- [THE PROBLEM] Can you turn all the records below into a numbered list, skipping blank lines and leaving out the pictures?

Data drawn from a collection
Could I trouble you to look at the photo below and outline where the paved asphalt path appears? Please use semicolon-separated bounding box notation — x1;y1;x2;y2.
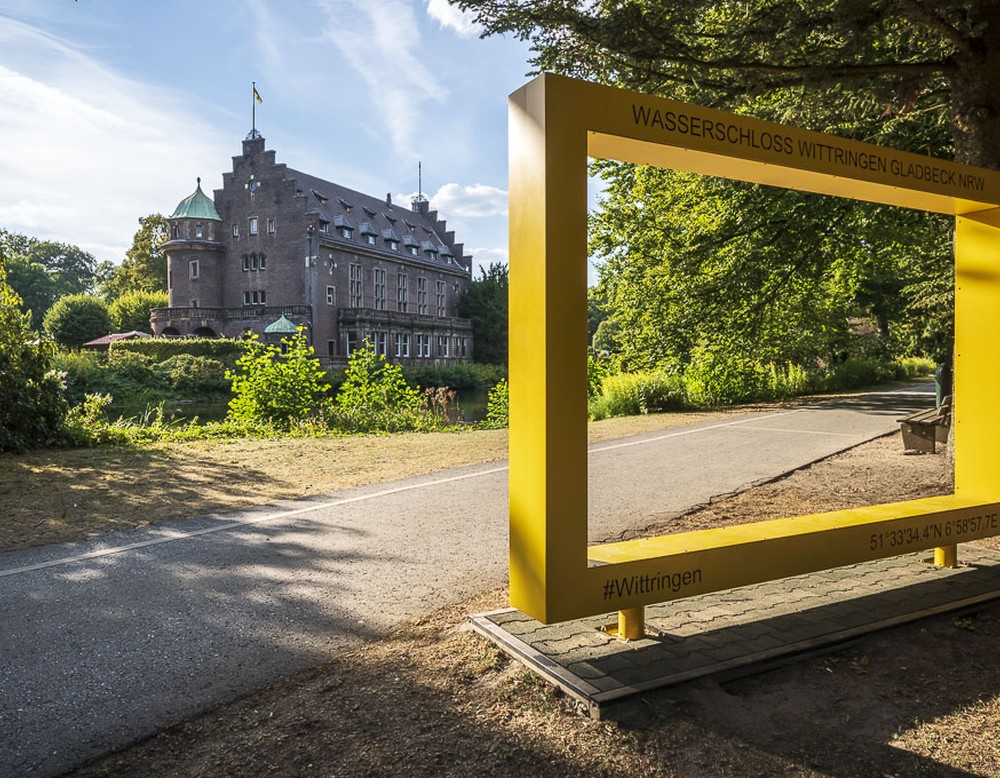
0;386;933;776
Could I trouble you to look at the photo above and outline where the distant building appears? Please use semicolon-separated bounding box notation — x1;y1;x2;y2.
150;134;472;364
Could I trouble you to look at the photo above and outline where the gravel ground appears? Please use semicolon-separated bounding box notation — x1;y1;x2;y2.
66;436;1000;778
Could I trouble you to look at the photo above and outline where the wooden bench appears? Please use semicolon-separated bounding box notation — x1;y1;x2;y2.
899;396;951;454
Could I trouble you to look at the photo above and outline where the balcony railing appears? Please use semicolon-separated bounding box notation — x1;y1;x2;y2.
337;308;472;330
150;305;312;321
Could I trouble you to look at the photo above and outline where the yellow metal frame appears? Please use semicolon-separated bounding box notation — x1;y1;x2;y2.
510;74;1000;623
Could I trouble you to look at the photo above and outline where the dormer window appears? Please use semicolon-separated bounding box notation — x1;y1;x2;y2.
333;216;354;240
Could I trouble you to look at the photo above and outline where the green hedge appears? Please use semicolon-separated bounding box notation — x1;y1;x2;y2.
109;338;246;370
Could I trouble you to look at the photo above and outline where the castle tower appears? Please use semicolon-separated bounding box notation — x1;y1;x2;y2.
163;178;225;308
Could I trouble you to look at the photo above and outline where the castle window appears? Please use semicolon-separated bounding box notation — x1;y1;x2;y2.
396;273;408;313
395;332;410;358
347;265;364;308
417;278;430;314
437;281;447;316
372;267;385;311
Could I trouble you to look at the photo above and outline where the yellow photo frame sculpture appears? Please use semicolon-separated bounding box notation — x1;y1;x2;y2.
509;74;1000;631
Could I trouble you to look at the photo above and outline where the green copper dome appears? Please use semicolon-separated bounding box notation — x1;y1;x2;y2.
264;314;299;335
170;178;222;222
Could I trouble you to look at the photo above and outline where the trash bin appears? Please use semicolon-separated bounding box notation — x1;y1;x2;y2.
934;362;951;408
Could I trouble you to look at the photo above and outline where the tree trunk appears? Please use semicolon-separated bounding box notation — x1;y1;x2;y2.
952;0;1000;170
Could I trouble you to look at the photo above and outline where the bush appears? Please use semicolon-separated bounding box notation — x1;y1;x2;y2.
333;343;436;432
226;327;328;431
42;294;111;348
590;370;687;421
108;289;167;332
403;362;504;389
153;354;229;396
109;338;247;370
479;378;510;429
0;256;66;451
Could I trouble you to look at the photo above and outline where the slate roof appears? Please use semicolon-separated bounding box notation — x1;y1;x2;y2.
286;168;471;272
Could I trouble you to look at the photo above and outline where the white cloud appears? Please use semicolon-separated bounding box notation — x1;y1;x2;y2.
427;0;483;38
0;17;225;261
394;184;507;219
318;0;448;158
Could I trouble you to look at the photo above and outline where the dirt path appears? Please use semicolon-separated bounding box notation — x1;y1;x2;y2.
66;436;1000;778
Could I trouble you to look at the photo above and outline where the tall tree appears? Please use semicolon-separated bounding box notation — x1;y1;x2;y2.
0;255;66;451
25;240;97;296
7;255;59;330
102;213;169;299
458;262;508;365
451;0;1000;169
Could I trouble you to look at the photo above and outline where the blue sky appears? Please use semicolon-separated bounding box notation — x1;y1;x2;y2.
0;0;528;272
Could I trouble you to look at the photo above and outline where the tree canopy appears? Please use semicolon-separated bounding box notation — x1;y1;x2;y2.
101;213;169;299
452;0;1000;169
452;0;976;369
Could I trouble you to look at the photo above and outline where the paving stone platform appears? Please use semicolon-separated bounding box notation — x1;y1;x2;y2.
470;545;1000;718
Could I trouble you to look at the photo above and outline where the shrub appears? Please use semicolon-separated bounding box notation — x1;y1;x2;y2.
334;343;435;432
108;289;167;332
589;370;687;421
226;327;328;430
0;256;66;451
403;362;504;390
109;338;247;370
479;378;510;429
42;294;111;348
153;354;229;396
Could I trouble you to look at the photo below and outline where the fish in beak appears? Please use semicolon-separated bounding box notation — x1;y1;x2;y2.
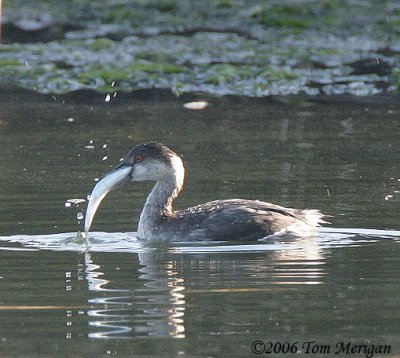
85;165;132;237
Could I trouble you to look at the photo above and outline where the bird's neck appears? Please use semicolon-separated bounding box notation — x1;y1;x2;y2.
138;157;185;239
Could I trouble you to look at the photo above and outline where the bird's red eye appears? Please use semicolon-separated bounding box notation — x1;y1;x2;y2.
133;154;143;163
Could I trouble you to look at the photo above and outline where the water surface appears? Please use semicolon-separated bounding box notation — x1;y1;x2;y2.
0;93;400;357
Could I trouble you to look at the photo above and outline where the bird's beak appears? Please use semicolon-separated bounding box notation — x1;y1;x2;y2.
85;164;132;237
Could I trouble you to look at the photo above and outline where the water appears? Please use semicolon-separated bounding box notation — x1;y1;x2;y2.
0;93;400;357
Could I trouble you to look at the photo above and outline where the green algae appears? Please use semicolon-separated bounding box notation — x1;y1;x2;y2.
0;0;400;96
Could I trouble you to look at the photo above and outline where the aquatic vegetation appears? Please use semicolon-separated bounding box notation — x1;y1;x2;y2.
0;0;400;96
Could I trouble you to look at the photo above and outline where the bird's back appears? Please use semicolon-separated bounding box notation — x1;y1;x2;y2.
161;199;323;241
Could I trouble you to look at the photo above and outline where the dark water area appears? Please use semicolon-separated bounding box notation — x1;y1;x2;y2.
0;91;400;357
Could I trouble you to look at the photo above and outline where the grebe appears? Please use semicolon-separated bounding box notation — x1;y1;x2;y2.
85;143;324;241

- [THE RESPONSE]
1. Could I trouble you to look at the photo below and outline where the paved asphalt path appears? Please use semicolon-separated bounding box notation — x1;y1;x2;y2.
2. 0;386;933;776
3. Could I trouble you to look at the photo above and outline where the distant building appears? Please use semicolon-separated bounding box notation — x1;y1;x2;y2.
4. 150;134;472;364
5. Could I trouble you to look at the photo above and outline where the gravel ground appears? Please use semicolon-separated bounding box notation — x1;y1;x2;y2.
6. 66;436;1000;778
7. Could I trouble you to look at the photo above and outline where the wooden bench appears? Please use semicolon-separated bounding box notation — x1;y1;x2;y2.
8. 899;396;951;454
9. Could I trouble you to look at the photo above and outline where the balcony railing appears? Please use semicolon-separated bounding box notation — x1;y1;x2;y2.
10. 337;308;472;330
11. 150;305;312;321
12. Could I trouble you to look at the photo above and outline where the yellow metal frame appears? Please use semicolon-separated bounding box notation — x1;y1;x2;y2.
13. 510;74;1000;623
14. Could I trouble you to look at the photo above and outline where the dormer window appears? Please use semicolon-separated bounding box notation — x1;y1;x2;y2.
15. 333;216;354;240
16. Could I trouble you to look at the photo above and outline where the green hedge appears? Please use semicolon-separated bounding box notation — x1;y1;x2;y2.
17. 109;338;246;370
18. Could I trouble you to look at the photo above and outline where the castle tower appears? Please use semicolon-separated bounding box notation — x1;y1;x2;y2.
19. 163;178;225;308
20. Could I trouble you to look at the photo above and outline where the castle window appears? Please use semicolon-separated bounding box notation — x1;y1;x2;y2.
21. 396;273;408;313
22. 395;332;410;358
23. 347;265;364;308
24. 417;278;430;314
25. 437;281;447;316
26. 372;267;385;311
27. Could I trouble you to look at the photo above and outline where the yellow photo frame sculpture appears? Please use semicolon-separated bounding box notation — x1;y1;x2;y2.
28. 509;74;1000;631
29. Could I trouble you to look at the photo above and outline where the green copper dome appears? Please use semicolon-separated bounding box notation — x1;y1;x2;y2.
30. 264;314;299;335
31. 170;178;222;222
32. Could I trouble you to look at the photo above and outline where the trash bin appears? Please use semicolon-separated bounding box notation — x1;y1;x2;y2.
33. 934;362;951;408
34. Could I trouble you to look at the photo above and outline where the tree trunk appears? Please use semicolon-separated bounding box notation — x1;y1;x2;y2.
35. 952;0;1000;170
36. Could I trouble you to look at the photo above and outline where the bush appears? Please use semicolon-separated bounding box notation — x1;y1;x2;y2.
37. 333;343;436;432
38. 226;327;328;431
39. 42;294;111;348
40. 590;370;687;421
41. 108;289;167;332
42. 403;362;504;389
43. 153;354;229;396
44. 109;338;247;370
45. 479;378;510;429
46. 0;256;66;451
47. Could I trouble you to look at the photo above and outline where the slate roof appears? Please use semicolon-separated bounding box notation — x1;y1;x2;y2.
48. 286;168;471;272
49. Could I trouble you to look at the photo above and outline where the white cloud appears? Please use semicolon-separated bounding box notation — x1;y1;x2;y2.
50. 427;0;483;38
51. 0;17;225;261
52. 394;184;507;219
53. 318;0;448;158
54. Could I trouble you to look at the photo above and outline where the dirt path appears? Please use semicolon-separated bounding box notation — x1;y1;x2;y2.
55. 66;436;1000;778
56. Could I trouble you to look at the photo above and outline where the tall tree appears? Please use semicolon-separated bounding box notation — x1;y1;x2;y2.
57. 0;255;66;451
58. 25;240;97;296
59. 7;255;59;330
60. 102;213;169;299
61. 458;262;508;365
62. 451;0;1000;169
63. Could I trouble you to look at the photo above and outline where the blue sky appears? Please use semicolon-separated bounding box notation — x1;y1;x2;y2.
64. 0;0;528;272
65. Could I trouble you to look at the photo above and outline where the tree canopy appears? Please use semicolon-separated bounding box notation — x1;y1;x2;y2.
66. 101;213;169;299
67. 452;0;1000;169
68. 452;0;976;369
69. Could I trouble you to look at the photo above and outline where the paving stone platform appears? Please use semicolon-separated bounding box notation — x1;y1;x2;y2.
70. 470;545;1000;718
71. Could I trouble you to look at the photo above and outline where the shrub appears? Please use semicolon-separated bounding box notation — x1;y1;x2;y2.
72. 334;343;435;432
73. 108;289;167;332
74. 589;370;687;421
75. 226;327;328;430
76. 0;256;66;451
77. 403;362;504;390
78. 109;338;247;370
79. 479;378;510;429
80. 42;294;111;348
81. 153;354;229;396
82. Could I trouble you to look at the photo below and outline where the fish in beak appears? Please use semicolon-separated bounding box notation — x1;y1;x2;y2.
83. 85;165;132;237
84. Could I trouble you to look at the photo above and outline where the bird's neck appears? Please use semicolon-separated bounding box notation — x1;y1;x2;y2.
85. 138;157;185;239
86. Could I trouble you to look at the photo above and outline where the bird's red eye appears? Please use semicolon-separated bounding box notation — x1;y1;x2;y2.
87. 133;154;143;163
88. Could I trouble you to look at the photo above and outline where the water surface appears? Please use semicolon-separated bounding box notation — x1;y1;x2;y2.
89. 0;93;400;357
90. Could I trouble you to look at the photo above and outline where the bird's beak appears? Please use semicolon-separated bounding box notation — x1;y1;x2;y2.
91. 85;164;132;237
92. Could I trouble you to look at the photo above and outline where the water appears? Please use semicolon-separated bounding box notation — x1;y1;x2;y2.
93. 0;93;400;357
94. Could I trouble you to look at the photo above and outline where the green algae appears? Please use semicolon-separated bounding box notation — x1;y1;x2;y2.
95. 0;0;400;96
96. Could I trouble you to look at the photo above and outline where the aquatic vegetation appears? Please use semicolon-separated bounding box notation — x1;y1;x2;y2.
97. 0;0;400;96
98. Could I trouble you to look at the photo above and outline where the bird's back appears? Please use semicolon-separated bounding box notation — x1;y1;x2;y2.
99. 161;199;323;241
100. Could I trouble you to look at the photo above and outline where the dark water area appears? Please use semicolon-separated bounding box notation — x1;y1;x2;y2.
101. 0;91;400;357
102. Could I trouble you to look at the photo above and outline where the grebe appears? Please use semicolon-separated bounding box notation — x1;y1;x2;y2.
103. 85;143;324;241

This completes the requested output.